▶ **EXCERPTED PASSAGE**:
--------

## Section52.6Time Dilation

I will now work out relation between time duration in two frames that are in uniform relative motion as shown in Figure 52.6.1. An Einstein clock is placed in frame S', which moves with respect to frame S at uniform velocity $V$ towards positive $x$-axis. The clock is not moving with respect to S'. Figure 52.6.1. (a) An expanded view of a clock at origin in frame S' as clock and frame move with respect to frame S. In frame S', clock is at rest, hence path of a photon is vertical. (b) Path of a photon of the clock in S' as observed in frame S. Since clock is moving to the right, the path of the photon is at an angle.

In S', to time for one trip of light M$_1$M$_2$M$_1$ takes time $\Delta t'$ in which light goes a distance $2L\text{.}$ Therefore,

\begin{equation} 2 L = c \Delta t'.\label{eq-time-in-S-prime}\tag{52.6.1} \end{equation}

In Figure 52.6.1(b), light path in frame S is shown. Since clock is moving light particle in its flight will move with the box and its position will take a slanted path in frame S. Let the total time taken in this frame is $\Delta t\text{.}$ From the right-angled triange in this figure we can write the following.

--------

▶ **TO BE DONE**:
- a) In the time dilation section, in which direction does frame S' move relative to frame S?
- b) Return the part of the time dilation section from "## Section52.6Time Dilation" up to and including "at an angle.".
- c) Name every variable that appears in equation 52.6.1 of the time dilation section.
The rows that come next aren't needed for any of this.

--------

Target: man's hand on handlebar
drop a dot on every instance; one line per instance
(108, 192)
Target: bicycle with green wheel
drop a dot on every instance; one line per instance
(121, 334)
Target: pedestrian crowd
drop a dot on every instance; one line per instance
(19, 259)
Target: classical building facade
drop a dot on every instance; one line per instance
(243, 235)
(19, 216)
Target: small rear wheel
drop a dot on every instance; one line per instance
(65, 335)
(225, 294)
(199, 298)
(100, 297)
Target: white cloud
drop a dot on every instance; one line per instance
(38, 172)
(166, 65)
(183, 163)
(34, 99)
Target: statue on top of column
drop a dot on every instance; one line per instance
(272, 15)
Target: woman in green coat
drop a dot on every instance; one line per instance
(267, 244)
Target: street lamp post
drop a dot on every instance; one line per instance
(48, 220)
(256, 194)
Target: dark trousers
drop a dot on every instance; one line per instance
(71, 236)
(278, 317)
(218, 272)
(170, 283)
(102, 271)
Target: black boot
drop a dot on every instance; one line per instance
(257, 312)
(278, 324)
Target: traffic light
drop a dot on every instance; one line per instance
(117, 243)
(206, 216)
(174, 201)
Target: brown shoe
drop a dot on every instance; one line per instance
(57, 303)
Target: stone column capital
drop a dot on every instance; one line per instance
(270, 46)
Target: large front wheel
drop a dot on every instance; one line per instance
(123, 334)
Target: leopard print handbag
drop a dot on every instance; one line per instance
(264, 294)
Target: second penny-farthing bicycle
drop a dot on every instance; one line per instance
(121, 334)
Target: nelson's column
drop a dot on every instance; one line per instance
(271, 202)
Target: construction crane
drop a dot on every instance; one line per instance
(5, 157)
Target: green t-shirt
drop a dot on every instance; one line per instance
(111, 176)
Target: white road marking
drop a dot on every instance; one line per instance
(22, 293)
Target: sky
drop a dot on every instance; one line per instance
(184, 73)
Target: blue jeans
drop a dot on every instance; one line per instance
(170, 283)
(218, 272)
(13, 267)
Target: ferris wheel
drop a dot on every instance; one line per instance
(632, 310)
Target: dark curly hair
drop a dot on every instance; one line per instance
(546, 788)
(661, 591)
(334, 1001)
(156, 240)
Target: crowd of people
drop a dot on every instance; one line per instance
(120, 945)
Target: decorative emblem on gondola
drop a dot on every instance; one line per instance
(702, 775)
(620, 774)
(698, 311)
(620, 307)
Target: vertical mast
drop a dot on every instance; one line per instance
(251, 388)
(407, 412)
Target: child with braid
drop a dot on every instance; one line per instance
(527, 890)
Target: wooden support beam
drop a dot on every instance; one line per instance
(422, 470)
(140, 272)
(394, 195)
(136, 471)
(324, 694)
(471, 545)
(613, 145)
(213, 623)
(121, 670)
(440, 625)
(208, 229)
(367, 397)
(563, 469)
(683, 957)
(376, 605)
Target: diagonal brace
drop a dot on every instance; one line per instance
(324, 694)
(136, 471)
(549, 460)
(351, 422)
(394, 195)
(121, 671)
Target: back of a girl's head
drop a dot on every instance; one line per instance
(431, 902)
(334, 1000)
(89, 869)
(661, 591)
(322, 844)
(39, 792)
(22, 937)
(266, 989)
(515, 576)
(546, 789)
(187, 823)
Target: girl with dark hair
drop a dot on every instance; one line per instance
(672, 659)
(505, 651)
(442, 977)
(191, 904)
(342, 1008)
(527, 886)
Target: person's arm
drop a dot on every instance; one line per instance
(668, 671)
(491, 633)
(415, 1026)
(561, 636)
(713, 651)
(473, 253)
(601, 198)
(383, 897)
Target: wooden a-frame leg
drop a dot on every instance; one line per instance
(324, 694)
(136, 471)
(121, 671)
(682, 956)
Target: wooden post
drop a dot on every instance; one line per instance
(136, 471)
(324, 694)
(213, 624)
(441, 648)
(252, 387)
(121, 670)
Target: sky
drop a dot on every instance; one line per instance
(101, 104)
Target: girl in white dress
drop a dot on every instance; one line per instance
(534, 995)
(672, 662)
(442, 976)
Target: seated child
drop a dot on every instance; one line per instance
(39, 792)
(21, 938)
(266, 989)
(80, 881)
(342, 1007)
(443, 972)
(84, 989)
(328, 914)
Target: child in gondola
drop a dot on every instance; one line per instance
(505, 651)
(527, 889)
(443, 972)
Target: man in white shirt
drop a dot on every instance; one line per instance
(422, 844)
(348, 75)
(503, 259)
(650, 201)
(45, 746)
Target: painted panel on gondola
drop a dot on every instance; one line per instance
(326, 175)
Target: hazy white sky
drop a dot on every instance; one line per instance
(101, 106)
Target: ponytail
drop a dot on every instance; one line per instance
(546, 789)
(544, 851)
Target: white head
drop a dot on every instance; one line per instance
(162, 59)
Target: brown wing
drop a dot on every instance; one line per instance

--------

▶ **ANSWERS FOR THE EXERCISE**:
- a) Toward the positive x-axis, at uniform velocity V.

- b)
## Section52.6Time Dilation

I will now work out relation between time duration in two frames that are in uniform relative motion as shown in Figure 52.6.1. An Einstein clock is placed in frame S', which moves with respect to frame S at uniform velocity $V$ towards positive $x$-axis. The clock is not moving with respect to S'. Figure 52.6.1. (a) An expanded view of a clock at origin in frame S' as clock and frame move with respect to frame S. In frame S', clock is at rest, hence path of a photon is vertical. (b) Path of a photon of the clock in S' as observed in frame S. Since clock is moving to the right, the path of the photon is at an angle.

- c) L, c, Δt'